------ INFORMATION ------

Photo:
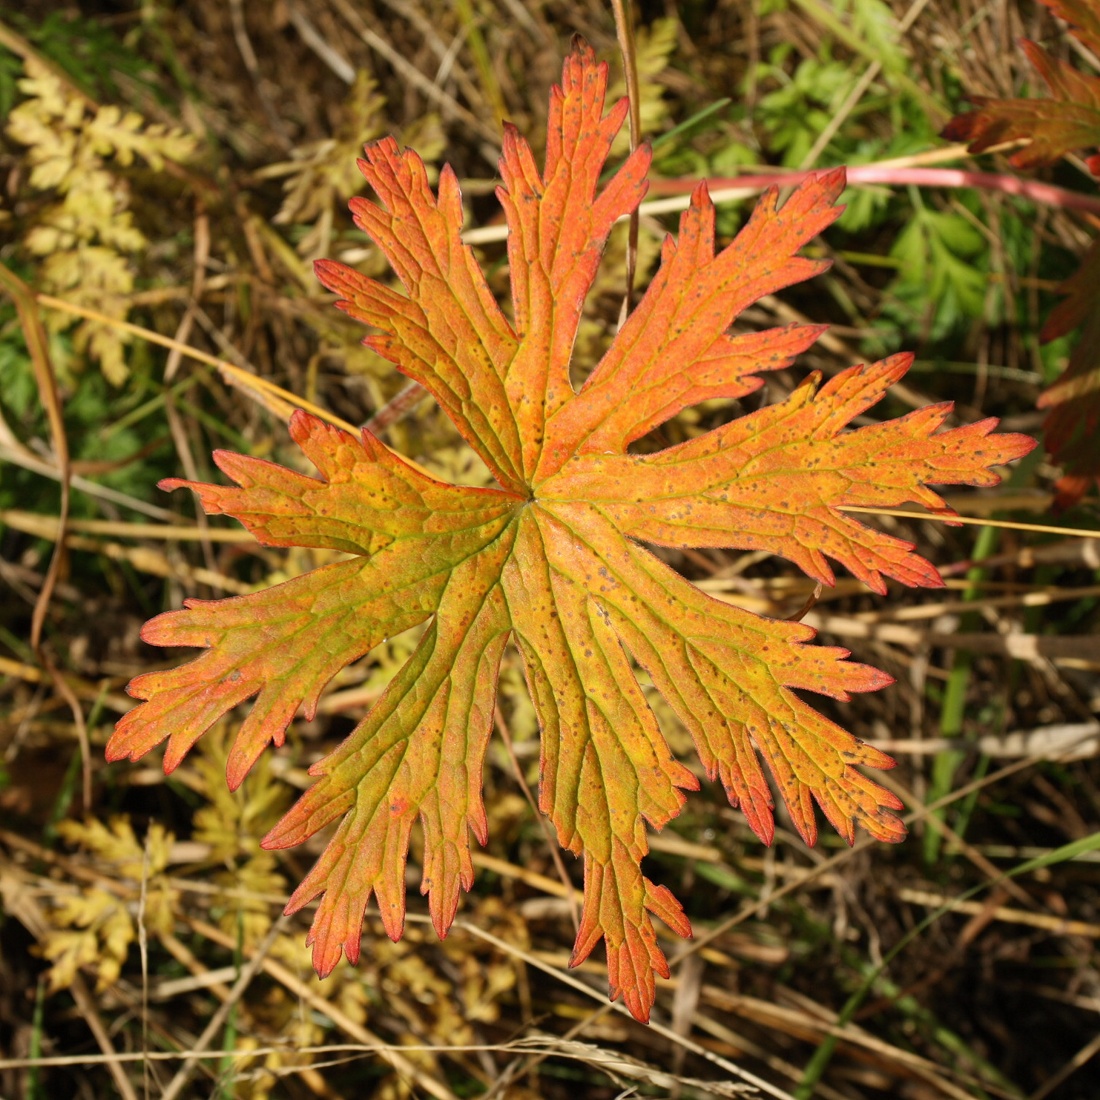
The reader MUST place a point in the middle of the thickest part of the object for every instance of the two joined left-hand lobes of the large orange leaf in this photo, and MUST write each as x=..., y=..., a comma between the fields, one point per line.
x=288, y=643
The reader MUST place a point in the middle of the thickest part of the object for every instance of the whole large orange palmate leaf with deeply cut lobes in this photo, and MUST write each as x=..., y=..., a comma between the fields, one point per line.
x=554, y=559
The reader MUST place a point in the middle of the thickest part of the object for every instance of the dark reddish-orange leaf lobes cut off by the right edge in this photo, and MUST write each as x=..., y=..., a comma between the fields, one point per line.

------

WHAT YOU WILL DO: Reproduce the data above in full, exactly as it is, with the pictures left out.

REPLY:
Photo:
The reader MUST place a point in the middle of the thickest part of the object for every instance of the two joined left-hand lobes of the large orange leaf in this photo, and MUST write each as x=..., y=..., a comma between the fields, one point per line.
x=288, y=643
The reader MUST place a point in the middle of the thickest part of the object for every instance of the whole large orange palmate leaf with deeply cut lobes in this photo, and MUST write each as x=..., y=..., a comma between the fields, one point per line.
x=554, y=559
The reader MUST place a point in the middle of the thickest part of the object for every instance of the dark reddish-orange leaf lobes cut off by the right edge in this photo, and MUST write each as x=..., y=..., a comma between the fields, one point per line.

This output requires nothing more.